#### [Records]
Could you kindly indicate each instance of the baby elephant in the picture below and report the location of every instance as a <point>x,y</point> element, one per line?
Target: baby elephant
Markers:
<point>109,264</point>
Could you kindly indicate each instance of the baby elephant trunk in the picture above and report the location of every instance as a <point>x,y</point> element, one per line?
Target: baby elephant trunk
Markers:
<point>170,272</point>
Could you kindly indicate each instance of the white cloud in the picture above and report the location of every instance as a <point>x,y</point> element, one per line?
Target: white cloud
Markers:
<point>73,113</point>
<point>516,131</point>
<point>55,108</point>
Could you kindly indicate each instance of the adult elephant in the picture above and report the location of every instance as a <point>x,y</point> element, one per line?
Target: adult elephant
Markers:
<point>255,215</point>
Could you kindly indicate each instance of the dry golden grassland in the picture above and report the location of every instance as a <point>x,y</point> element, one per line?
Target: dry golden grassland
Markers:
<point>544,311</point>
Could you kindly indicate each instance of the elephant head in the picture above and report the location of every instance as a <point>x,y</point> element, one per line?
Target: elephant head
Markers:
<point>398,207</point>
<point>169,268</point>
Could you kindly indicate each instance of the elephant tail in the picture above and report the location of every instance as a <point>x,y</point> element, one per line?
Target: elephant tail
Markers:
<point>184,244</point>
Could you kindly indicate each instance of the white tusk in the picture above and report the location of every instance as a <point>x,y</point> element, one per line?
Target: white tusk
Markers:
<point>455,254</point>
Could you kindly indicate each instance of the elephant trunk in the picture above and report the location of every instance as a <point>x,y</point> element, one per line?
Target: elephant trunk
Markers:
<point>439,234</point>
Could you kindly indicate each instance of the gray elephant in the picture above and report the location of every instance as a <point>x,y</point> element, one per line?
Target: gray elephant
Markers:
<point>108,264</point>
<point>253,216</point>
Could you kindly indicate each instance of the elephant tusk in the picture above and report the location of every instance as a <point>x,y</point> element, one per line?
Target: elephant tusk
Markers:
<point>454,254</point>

* * *

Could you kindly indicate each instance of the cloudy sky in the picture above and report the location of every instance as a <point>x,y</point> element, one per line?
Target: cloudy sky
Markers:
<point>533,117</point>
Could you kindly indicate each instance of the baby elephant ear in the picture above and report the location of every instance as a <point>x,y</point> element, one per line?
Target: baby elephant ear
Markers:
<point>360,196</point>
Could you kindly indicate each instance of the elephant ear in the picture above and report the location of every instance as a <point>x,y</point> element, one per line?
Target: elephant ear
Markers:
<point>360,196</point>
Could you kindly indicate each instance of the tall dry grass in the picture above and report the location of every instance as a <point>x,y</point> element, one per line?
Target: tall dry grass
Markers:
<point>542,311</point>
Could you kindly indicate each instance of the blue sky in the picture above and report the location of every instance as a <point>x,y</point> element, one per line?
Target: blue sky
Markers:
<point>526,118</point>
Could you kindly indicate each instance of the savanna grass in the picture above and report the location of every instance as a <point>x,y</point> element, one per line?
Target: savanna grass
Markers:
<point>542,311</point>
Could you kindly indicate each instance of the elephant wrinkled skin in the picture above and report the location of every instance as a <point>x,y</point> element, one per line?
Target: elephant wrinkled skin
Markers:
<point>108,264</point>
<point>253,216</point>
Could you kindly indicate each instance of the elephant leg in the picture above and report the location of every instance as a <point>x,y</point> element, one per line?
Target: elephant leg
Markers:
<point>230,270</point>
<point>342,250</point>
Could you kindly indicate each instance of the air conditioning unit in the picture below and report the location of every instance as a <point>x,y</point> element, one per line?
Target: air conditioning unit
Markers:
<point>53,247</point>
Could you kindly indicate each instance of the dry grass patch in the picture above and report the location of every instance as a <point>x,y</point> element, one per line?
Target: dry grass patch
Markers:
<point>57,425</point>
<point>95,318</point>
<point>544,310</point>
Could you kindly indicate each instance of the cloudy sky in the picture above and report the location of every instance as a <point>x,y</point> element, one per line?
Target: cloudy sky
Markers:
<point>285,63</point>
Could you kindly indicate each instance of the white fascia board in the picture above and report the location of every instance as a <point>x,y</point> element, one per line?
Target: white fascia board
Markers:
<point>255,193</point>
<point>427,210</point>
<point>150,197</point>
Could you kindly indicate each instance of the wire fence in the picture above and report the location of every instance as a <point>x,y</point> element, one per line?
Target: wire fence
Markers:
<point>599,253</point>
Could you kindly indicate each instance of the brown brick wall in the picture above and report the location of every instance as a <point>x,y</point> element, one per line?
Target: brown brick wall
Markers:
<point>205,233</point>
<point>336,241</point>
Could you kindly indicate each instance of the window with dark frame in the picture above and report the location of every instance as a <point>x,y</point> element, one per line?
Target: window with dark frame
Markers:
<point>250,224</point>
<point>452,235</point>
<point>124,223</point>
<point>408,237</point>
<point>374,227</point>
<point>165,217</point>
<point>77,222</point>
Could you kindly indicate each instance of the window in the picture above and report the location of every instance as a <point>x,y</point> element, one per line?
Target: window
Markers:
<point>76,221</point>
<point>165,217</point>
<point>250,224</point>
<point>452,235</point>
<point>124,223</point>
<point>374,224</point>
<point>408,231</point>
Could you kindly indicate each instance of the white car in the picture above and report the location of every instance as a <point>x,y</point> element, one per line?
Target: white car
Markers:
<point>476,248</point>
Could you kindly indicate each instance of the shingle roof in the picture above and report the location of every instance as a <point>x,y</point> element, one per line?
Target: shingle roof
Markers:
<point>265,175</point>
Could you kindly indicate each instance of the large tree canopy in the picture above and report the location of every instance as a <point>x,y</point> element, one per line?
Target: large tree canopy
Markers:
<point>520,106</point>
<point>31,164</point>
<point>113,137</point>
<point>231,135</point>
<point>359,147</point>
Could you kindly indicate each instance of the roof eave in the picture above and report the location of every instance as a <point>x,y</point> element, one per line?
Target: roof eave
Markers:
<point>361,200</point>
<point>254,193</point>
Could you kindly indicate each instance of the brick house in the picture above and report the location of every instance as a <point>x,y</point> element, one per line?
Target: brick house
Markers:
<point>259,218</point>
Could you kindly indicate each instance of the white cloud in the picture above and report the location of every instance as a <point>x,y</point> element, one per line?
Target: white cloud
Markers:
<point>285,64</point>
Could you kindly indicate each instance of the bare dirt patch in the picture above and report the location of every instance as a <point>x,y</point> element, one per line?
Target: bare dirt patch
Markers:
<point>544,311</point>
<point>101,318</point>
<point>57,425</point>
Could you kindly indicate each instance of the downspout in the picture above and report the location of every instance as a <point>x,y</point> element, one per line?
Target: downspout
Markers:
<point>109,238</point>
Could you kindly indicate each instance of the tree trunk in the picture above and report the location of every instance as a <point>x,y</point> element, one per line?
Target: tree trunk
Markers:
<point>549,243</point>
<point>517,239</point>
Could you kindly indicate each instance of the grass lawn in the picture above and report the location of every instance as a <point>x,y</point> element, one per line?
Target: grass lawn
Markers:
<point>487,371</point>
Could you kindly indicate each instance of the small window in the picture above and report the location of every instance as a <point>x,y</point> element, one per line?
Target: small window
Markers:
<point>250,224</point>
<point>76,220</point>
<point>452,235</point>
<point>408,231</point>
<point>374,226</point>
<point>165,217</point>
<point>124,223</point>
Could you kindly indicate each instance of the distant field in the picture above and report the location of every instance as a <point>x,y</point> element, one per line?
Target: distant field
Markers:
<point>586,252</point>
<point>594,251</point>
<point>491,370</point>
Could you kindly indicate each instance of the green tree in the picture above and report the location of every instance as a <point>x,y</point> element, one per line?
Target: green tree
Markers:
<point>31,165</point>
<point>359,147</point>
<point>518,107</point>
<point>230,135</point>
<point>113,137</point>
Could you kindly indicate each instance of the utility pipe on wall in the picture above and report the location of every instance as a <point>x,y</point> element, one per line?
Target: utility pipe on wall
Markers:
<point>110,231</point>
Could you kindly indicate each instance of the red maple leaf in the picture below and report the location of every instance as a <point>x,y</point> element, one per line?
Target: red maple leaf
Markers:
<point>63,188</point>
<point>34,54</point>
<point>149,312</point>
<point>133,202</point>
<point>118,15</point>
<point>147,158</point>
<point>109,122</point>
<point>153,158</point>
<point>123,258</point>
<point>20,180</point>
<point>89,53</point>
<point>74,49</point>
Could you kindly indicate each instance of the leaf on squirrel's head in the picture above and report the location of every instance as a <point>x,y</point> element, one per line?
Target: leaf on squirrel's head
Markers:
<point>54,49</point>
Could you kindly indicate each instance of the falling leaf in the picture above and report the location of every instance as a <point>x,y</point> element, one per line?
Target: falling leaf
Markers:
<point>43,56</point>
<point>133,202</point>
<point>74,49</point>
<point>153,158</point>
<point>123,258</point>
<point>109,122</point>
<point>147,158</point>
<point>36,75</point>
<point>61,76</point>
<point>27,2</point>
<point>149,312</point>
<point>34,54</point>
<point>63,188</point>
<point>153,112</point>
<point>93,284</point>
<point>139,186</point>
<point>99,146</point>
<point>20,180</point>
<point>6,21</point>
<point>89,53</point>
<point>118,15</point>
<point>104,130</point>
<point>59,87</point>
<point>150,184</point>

...

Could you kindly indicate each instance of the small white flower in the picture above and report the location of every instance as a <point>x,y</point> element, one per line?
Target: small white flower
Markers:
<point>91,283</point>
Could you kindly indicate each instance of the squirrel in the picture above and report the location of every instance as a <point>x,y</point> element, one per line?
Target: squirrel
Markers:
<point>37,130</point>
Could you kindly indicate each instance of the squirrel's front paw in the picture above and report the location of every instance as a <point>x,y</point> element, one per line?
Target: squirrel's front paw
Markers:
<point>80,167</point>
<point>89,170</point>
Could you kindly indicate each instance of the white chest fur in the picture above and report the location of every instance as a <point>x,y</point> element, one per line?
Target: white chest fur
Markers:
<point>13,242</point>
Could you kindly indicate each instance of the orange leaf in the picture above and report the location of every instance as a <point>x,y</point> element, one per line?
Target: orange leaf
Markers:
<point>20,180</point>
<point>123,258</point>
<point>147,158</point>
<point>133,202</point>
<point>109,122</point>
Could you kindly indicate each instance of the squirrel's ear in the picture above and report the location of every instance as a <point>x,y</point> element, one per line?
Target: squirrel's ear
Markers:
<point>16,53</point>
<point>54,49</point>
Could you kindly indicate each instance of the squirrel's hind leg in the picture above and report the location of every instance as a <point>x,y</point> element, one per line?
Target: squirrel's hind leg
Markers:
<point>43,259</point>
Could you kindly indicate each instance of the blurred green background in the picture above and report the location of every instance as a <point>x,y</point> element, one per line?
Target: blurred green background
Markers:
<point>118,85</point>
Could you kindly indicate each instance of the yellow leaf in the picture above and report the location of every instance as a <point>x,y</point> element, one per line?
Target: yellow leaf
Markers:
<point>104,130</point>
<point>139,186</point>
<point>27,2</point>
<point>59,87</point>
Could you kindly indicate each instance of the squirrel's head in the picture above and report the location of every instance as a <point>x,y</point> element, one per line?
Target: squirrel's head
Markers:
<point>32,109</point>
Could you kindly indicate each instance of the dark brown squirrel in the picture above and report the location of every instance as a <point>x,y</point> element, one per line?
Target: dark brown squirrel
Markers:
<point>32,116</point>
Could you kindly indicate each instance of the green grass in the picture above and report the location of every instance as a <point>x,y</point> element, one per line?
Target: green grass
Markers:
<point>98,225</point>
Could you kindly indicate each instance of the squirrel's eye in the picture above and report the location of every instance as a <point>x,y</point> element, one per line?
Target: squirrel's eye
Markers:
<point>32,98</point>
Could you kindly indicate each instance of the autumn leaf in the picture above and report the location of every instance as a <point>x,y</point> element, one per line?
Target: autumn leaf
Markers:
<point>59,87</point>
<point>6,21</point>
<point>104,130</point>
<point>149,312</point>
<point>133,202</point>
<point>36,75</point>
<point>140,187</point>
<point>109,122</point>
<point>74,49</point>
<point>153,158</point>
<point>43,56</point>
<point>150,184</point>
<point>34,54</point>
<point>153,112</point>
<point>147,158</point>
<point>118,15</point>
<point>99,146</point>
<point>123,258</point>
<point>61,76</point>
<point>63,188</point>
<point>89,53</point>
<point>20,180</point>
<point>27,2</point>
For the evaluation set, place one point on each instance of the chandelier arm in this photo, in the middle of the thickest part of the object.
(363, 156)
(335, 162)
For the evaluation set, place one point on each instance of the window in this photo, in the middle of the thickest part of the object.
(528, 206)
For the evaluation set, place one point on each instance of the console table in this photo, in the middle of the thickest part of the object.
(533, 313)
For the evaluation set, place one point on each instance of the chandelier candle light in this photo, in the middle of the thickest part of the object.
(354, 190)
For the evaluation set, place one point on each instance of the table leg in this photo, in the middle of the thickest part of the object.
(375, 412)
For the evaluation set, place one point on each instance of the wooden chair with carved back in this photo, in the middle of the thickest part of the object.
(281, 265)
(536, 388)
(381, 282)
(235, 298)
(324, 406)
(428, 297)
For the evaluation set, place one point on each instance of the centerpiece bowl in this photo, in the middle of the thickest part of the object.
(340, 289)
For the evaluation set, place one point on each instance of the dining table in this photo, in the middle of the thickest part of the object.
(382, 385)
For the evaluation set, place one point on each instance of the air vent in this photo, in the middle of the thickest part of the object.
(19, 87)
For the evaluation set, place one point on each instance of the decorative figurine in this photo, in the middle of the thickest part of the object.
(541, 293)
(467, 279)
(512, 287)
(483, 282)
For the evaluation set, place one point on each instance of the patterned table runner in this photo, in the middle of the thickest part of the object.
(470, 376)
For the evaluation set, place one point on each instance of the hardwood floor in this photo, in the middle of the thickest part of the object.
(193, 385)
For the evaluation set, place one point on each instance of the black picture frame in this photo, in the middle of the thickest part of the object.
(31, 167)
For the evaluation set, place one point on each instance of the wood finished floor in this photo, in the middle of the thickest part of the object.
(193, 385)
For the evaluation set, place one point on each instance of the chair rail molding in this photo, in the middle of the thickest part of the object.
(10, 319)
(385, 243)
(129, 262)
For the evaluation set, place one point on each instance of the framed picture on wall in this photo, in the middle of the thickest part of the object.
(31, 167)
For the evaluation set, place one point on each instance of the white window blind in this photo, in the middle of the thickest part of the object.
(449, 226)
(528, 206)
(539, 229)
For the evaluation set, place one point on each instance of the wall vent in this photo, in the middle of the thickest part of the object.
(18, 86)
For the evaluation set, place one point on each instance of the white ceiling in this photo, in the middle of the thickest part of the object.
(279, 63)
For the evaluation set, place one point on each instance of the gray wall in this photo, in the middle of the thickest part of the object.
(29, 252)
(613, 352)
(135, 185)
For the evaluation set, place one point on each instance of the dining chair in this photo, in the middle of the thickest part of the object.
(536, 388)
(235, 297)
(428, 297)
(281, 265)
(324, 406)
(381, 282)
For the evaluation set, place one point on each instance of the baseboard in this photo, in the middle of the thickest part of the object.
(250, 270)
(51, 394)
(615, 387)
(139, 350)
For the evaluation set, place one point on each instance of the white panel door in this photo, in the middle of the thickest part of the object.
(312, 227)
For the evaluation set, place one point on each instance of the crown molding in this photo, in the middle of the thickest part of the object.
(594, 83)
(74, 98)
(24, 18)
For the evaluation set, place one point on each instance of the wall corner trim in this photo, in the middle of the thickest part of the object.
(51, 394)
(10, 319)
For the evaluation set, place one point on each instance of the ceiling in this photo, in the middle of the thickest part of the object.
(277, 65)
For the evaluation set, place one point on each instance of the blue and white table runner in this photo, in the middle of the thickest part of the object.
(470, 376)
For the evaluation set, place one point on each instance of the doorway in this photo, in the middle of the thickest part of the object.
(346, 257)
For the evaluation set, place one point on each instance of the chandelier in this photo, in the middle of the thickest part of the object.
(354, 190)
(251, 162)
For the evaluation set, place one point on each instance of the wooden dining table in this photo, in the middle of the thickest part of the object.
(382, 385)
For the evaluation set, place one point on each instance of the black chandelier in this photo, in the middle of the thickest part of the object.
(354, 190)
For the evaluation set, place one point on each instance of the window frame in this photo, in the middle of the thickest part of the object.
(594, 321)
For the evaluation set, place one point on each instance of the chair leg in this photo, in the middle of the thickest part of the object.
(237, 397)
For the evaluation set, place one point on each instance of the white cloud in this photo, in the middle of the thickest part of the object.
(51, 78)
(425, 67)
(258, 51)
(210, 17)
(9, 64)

#### [GIVEN TASK]
Please quote the material word for word from the line with "Could you kindly indicate each instance of the dry golden" to the line with "<point>169,268</point>", including both of those lines.

#### [ANSWER IN FULL]
Could you kindly indicate each instance of the dry golden grassland in the picture above and report the location of every instance as a <point>x,y</point> element, one per line?
Target: dry golden grassland
Markers:
<point>544,311</point>
Could you kindly indicate each instance of the elephant head in the picture above and report the location of every instance as a <point>x,y</point> element, one per line?
Target: elephant head
Markers:
<point>398,207</point>
<point>169,268</point>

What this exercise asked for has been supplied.